── RAW DATA ──
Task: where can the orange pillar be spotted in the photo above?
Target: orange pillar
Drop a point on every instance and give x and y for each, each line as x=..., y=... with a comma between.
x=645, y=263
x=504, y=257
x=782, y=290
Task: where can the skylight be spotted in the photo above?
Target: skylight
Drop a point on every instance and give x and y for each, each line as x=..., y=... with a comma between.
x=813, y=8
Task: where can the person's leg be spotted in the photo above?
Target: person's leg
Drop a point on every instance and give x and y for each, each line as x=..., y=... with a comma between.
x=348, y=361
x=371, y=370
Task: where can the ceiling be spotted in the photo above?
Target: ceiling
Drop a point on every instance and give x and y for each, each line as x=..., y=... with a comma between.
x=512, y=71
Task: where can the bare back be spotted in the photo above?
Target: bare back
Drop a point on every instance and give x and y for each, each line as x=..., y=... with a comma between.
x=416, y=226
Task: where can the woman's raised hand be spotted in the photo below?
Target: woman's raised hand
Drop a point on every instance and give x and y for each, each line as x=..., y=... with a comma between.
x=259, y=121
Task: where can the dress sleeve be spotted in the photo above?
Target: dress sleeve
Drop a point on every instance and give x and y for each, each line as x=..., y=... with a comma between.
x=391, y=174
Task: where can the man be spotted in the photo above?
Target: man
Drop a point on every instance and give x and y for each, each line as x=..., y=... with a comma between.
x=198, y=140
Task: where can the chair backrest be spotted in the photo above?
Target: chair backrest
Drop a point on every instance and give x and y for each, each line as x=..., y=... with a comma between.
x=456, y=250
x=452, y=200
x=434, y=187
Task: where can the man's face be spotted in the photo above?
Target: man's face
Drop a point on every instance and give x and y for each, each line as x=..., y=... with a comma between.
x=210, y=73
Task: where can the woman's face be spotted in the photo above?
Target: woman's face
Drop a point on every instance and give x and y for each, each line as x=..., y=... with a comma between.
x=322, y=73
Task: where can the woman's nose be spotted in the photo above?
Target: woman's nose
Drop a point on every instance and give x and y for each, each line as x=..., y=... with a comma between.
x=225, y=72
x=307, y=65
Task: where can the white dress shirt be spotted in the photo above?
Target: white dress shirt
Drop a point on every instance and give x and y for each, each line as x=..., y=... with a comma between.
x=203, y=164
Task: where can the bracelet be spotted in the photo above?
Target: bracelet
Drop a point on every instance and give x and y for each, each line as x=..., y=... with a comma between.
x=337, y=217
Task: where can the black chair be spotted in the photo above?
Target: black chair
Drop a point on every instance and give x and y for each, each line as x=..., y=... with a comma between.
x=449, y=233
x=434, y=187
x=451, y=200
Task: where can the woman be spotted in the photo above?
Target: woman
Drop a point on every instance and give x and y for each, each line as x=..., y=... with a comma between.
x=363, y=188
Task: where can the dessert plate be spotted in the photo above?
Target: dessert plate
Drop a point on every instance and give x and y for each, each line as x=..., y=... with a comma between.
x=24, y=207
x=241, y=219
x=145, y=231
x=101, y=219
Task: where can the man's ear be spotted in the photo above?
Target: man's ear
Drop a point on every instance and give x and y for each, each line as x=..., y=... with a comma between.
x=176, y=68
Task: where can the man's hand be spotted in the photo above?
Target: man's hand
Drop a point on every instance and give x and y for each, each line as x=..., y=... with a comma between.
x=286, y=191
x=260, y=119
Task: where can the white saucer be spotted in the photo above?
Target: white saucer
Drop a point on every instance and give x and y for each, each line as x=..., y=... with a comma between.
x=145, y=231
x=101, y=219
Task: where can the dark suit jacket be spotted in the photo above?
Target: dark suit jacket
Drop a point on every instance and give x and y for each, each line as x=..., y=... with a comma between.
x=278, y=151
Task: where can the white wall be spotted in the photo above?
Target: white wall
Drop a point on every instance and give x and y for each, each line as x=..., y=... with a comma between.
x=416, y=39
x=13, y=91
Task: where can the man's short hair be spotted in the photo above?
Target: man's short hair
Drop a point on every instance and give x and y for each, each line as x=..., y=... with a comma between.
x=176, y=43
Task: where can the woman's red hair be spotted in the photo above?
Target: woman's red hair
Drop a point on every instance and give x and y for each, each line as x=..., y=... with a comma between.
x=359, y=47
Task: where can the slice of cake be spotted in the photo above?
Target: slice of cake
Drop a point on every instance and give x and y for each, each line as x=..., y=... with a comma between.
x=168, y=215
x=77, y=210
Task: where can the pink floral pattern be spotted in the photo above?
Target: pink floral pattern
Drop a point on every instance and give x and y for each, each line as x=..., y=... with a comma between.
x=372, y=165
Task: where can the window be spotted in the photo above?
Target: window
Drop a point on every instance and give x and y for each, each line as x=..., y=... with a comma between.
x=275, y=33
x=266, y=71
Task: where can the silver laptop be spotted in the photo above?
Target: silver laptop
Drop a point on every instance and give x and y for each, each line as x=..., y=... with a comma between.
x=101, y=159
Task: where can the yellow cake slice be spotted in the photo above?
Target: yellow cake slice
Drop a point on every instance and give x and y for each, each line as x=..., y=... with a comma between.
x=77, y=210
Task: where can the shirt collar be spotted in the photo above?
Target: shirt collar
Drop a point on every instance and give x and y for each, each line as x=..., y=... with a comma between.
───
Write out the entire listing exactly.

(PROBLEM SOLUTION)
Task: where can the orange pillar be spotted in the photo above?
Target: orange pillar
Drop a point on every instance and give x and y for each, each line as x=..., y=... with a comma between.
x=645, y=263
x=504, y=257
x=782, y=290
Task: where can the skylight be spotted in the photo above?
Target: skylight
Drop a point on every instance and give x and y for each, each line as x=..., y=... with a comma between.
x=813, y=8
Task: where can the person's leg be spotted in the photo above?
Target: person's leg
Drop a point on every instance and give x and y for each, each line as x=..., y=... with a comma between.
x=348, y=361
x=371, y=370
Task: where can the ceiling be spotted in the photo above?
Target: ceiling
Drop a point on every instance and give x and y for each, each line as x=..., y=... with a comma between.
x=512, y=71
Task: where can the bare back be spotted in the photo above?
Target: bare back
Drop a point on every instance and give x and y for each, each line as x=..., y=... with a comma between.
x=416, y=226
Task: where can the woman's raised hand be spotted in the photo below?
Target: woman's raised hand
Drop a point on every instance and give x and y for each, each line as x=..., y=... with a comma between.
x=259, y=121
Task: where can the dress sleeve be spotted in the photo above?
Target: dress sleeve
Drop a point on every instance and give x and y for each, each line as x=..., y=... with a comma between.
x=391, y=174
Task: where can the man be spotted in the photo above?
Target: man
Drop a point on every instance and give x and y for each, each line as x=..., y=... with a comma between.
x=198, y=140
Task: where can the chair backrest be spotted in the photo above?
Target: chair backrest
Drop a point on every instance and give x and y for each, each line as x=..., y=... with a comma between.
x=456, y=250
x=452, y=200
x=434, y=187
Task: where can the man's face be spotted in the photo above?
Target: man's face
Drop a point on every instance and give x and y for each, each line as x=..., y=... with a comma between.
x=210, y=73
Task: where can the woman's face be spotted in the photo above?
Target: woman's face
Drop a point on every instance and give x and y for each, each line as x=..., y=... with a comma between.
x=322, y=73
Task: where can the woman's nose be spotted in the photo above?
Target: woman's nose
Drop a point on every instance and give x and y for each, each line as x=..., y=... with a comma between.
x=225, y=72
x=307, y=65
Task: where can the white dress shirt be spotted in the photo above?
Target: white dress shirt
Drop a point on every instance and give x and y for each, each line as x=..., y=... with a comma between.
x=203, y=164
Task: where can the bracelet be spotted in the photo above?
Target: bracelet
Drop a point on every instance and give x and y for each, each line as x=..., y=... with a comma between.
x=337, y=217
Task: where can the black chair be spotted in the photo above?
Target: black chair
Drop a point on every instance and give x and y for each, each line as x=..., y=... with a comma between.
x=449, y=233
x=434, y=187
x=451, y=200
Task: where can the woman be spotted in the photo above?
Target: woman
Drop a point on every instance and give x and y for each, each line as x=..., y=... with a comma between.
x=363, y=188
Task: where can the dessert plate be spotted in the photo above?
Target: dessert plate
Drop a point on every instance and give x and y for each, each line as x=..., y=... with a comma between.
x=24, y=207
x=241, y=219
x=145, y=231
x=101, y=219
Task: where can the man's ear be spotted in the photo above?
Target: man's ear
Drop a point on every instance and give x and y for each, each line as x=..., y=... with a comma between.
x=176, y=68
Task: where can the man's hand be spotted in the photo above?
Target: man's hand
Drop a point on every instance and give x and y for each, each line as x=..., y=... with a comma between.
x=286, y=191
x=260, y=119
Task: where can the white saucer be spotted in the photo above?
Target: white saucer
Drop a point on every instance and give x and y for each, each line as x=..., y=... with a comma between.
x=145, y=231
x=101, y=219
Task: where can the dark suit jacket be spotted in the photo above?
Target: dark suit jacket
Drop a point on every instance and give x and y for each, each line as x=..., y=... with a comma between.
x=278, y=151
Task: where can the white wall be spotted in the photo above?
Target: white wall
Drop a point on every instance and give x and y for each, each line as x=..., y=... with a comma between.
x=416, y=39
x=13, y=91
Task: where can the man's short hair be spotted in the photo above?
Target: man's short hair
Drop a point on every instance and give x and y for each, each line as x=..., y=... with a comma between.
x=176, y=43
Task: where can the woman's red hair be spotted in the photo above?
Target: woman's red hair
Drop a point on every instance and give x and y for each, each line as x=..., y=... with a comma between.
x=359, y=47
Task: where can the slice of cake be spotted in the photo above?
Target: slice of cake
Drop a point on every instance and give x and y for each, each line as x=..., y=... with a comma between.
x=168, y=215
x=77, y=210
Task: where can the pink floral pattern be spotted in the photo above?
Target: pink floral pattern
Drop a point on every instance and give x and y for each, each line as x=..., y=... with a comma between.
x=372, y=165
Task: where can the window be spotted in the photo above?
Target: window
Drop a point on every instance and give x and y for each, each line as x=..., y=... with a comma between.
x=275, y=33
x=266, y=71
Task: where can the silver laptop be spotted in the photo above?
Target: silver laptop
Drop a point on every instance and give x and y for each, each line as x=..., y=... with a comma between.
x=101, y=159
Task: where can the yellow cake slice be spotted in the photo above?
Target: yellow cake slice
Drop a point on every instance and give x and y for each, each line as x=..., y=... with a comma between.
x=77, y=210
Task: where can the shirt collar be spotted in the photo above?
Target: shirt collar
Drop a point on every instance and give x and y for each, each line as x=..., y=... with a comma between.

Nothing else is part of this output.